QUOTED PASSAGE ::
• • • • •

Personal information
- Nickname: The Cuban Bon Bon
- Born: Eligio Sardiñas Montalvo January 6, 1910 Cerro, Havana, Cuba
- Died: August 8, 1988 (aged 78) Cuba
- Height: 1.68 m (5 ft 6 in)
- Weight: Lightweight Super Featherweight Featherweight

Boxing career
- Reach: 165 cm (65 in)
- Stance: Orthodox

Boxing record
- Total fights: 152
- Wins: 136
- Win by KO: 51
- Losses: 10
- Draws: 6

= Kid Chocolate =

Cuban boxer (1910–1988)

Eligio Sardiñas Montalvo (January 6, 1910 – August 8, 1988), better known as Kid Chocolate, was a Cuban boxer who enjoyed great success both in the boxing ring and outside it during the 1930s. Chocolate boxed professionally between 1927 and 1938. His record was 136 wins, 10 losses and 6 draws, 51 wins coming by knockout and one no-decision bout, also making Ring magazine's list of boxers with 50 or more career knockout wins. He was inducted into the International Boxing Hall of Fame in 1991.

==Biography==
===Career===
====Early years====
Sardiñas, also nicknamed The Cuban Bon Bon, learned how to fight by watching old fight films in Cuba. He later sparred with boxers such as Benny Leonard and Jack Johnson, all world champions, before beginning an amateur boxing career. Sardiñas had no fear and would actively engage in fights outside the ring with anyone who wanted it.

His professional boxing debut, officially, occurred on March 3, 1928, when he knocked out Juan Sarriá Rodríguez aka 'Kid Sotolongo' via first-round KO of a scheduled 6 round bout after having fought and won 3 semi-professional bouts from October 1927 to February 1928.

====Taking the World Jr. Lightweight Championship====

After going up in weight class to the Junior Lightweight division, he started 1931 by winning four fights in a row. Then, on July 15, his dream of becoming Cuba's first world boxing champion finally came true, as he knocked out the defending world Junior Lightweight champion Benny Bass in seven rounds to take the world title. Five non-title wins followed, including a first-round knockout in a rematch with Scalfaro. He finished the year by going up in weight once again, and challenging world Lightweight champion Tony Canzoneri, losing by a decision in 15 in his first attempt to gain the Lightweight crown.

He started 1932 by winning his first eight bouts, including a world title defense in Havana against Davie Abad, beaten in 15 by decision. Then, he faced "Kid" Berg in a rematch, losing again, this time by decision in 15. He engaged in seven more bouts, including two decision wins over Johnny Farr, before fighting Lew Feldman on October 13. The fight was recognized as a world Featherweight title bout, but only by the New York state athletic commission. Chocolate won by a knockout in 12 rounds, gaining the New York World title.

• • • • •

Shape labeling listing
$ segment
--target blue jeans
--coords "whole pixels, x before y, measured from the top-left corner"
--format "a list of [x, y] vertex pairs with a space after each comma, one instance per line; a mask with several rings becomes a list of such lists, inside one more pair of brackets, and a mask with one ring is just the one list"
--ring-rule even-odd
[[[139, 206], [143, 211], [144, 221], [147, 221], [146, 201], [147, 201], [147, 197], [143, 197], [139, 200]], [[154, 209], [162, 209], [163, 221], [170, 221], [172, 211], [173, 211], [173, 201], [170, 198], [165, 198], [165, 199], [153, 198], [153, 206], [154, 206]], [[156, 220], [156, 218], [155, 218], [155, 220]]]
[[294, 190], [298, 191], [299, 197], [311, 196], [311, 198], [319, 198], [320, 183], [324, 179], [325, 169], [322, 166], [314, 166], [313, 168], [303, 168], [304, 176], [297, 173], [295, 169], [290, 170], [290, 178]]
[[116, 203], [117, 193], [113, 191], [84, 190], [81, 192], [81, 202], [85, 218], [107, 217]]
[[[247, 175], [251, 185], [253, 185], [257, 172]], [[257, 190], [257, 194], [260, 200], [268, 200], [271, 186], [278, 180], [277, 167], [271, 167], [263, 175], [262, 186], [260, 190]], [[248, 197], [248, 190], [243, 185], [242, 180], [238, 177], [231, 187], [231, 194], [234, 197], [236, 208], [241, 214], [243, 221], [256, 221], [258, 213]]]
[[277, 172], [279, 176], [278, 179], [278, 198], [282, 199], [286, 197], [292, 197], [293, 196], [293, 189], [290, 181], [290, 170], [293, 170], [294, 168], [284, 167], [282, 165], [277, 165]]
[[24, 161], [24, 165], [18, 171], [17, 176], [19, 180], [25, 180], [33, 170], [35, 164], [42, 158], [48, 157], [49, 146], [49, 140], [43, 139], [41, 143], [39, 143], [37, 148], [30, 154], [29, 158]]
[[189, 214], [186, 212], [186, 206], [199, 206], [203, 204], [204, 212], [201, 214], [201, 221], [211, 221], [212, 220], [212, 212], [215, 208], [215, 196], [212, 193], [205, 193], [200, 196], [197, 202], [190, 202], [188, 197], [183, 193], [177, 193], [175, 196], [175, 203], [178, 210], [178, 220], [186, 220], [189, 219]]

• • • • •

EXERCISE REQUIREMENTS ::
• 1. Condense the paragraph of the Kid Chocolate text that opens with "He started 1932" into a short bulleted list that keeps its main facts.
• 2. From the Kid Chocolate text, return the passage that begins at the words "Personal information" and stops after "(5 ft 6 in)".
• 3. Resume the Kid Chocolate text from its last sentence.
The shape labeling listing comes from a separate source, unrelated to the Kid Chocolate text.

THE RESULTS ::
• 1.
- Won his first eight bouts of 1932, including a world title defense in Havana against Davie Abad by 15-round decision.
- Lost a rematch to "Kid" Berg by 15-round decision.
- Fought seven more bouts, including two decision wins over Johnny Farr.
- On October 13, knocked out Lew Feldman in 12 rounds to gain the New York World Featherweight title. Only the New York state athletic commission recognized the bout as a title fight.

• 2.
Personal information
- Nickname: The Cuban Bon Bon
- Born: Eligio Sardiñas Montalvo January 6, 1910 Cerro, Havana, Cuba
- Died: August 8, 1988 (aged 78) Cuba
- Height: 1.68 m (5 ft 6 in)

• 3.
He defended that world title twice, including a third fight with LaBarba, before relinquishing it while in the middle of a European boxing tour that took him to Madrid, Barcelona and Paris. He won all of his fights on that tour by decision. Upon returning to America, he lost by a knockout in two in a rematch with Canzoneri.

====Losing the World Jr. Lightweight Title to Frankie Klick====

Before a crowd of 4,000, the Kid lost the World Jr. Lightweight boxing championship to Frankie Klick, on December 25, 1933, at the Arena in Philadelphia, Pennsylvania, in a seventh-round technical knockout. The Ludington Daily News, wrote "The flashy Cuban "bon bon" (Chocolate) was bereft of the title in the seventh round of a scheduled fifteen round Christmas Day bout by a whistling right smash to the chin and all he got in exchange was the second knockout of his career although the latest was of the technical variety." The bout had been fairly close until the seventh with Chocolate showing stamina and style. The seventh round had gone two minutes and fifty-eight seconds when the knockout occurred. "The Cuban waged a fast, aggressive fight in the early rounds that gave him a temporary lead." Chocolate had landed rights "to the head and body." Kid Chocolate may have been suffering from the knockout he had received from Tony Canzoneri only a month previously. Chocolate retained his featherweight championship at least in the state of New York. After that fight, it was revealed that he was suffering from syphilis.

====Later years====

He retired shortly thereafter, but came back in 1934. He won 47 of his next 50 bouts. He never received another world title attempt and felt abandoned by boxing's elite. He retired again in 1938.

Kid Chocolate enjoyed the city's nightlife. However, when he stepped out of boxing, he went back to Cuba and lived a quieter life.

====Legacy====
From 1959, Chocolate's fame in Cuba was overlooked by Fidel Castro and his revolutionary forces, and he almost became a forgotten champion. But, by the late 1970s, Chocolate's achievements were finally recognized by the Cuban government, who gave him a small pension. Chocolate died in his own home – bought for his mother when he was champion – in 1988.

He was the inspiration for the character Chocolate Drop in Clifford Odets' play Golden Boy.

Former WBO middleweight champion Peter Quillin, an American of Cuban descent, carries the nickname "Kid Chocolate" in honor of Sardiñas.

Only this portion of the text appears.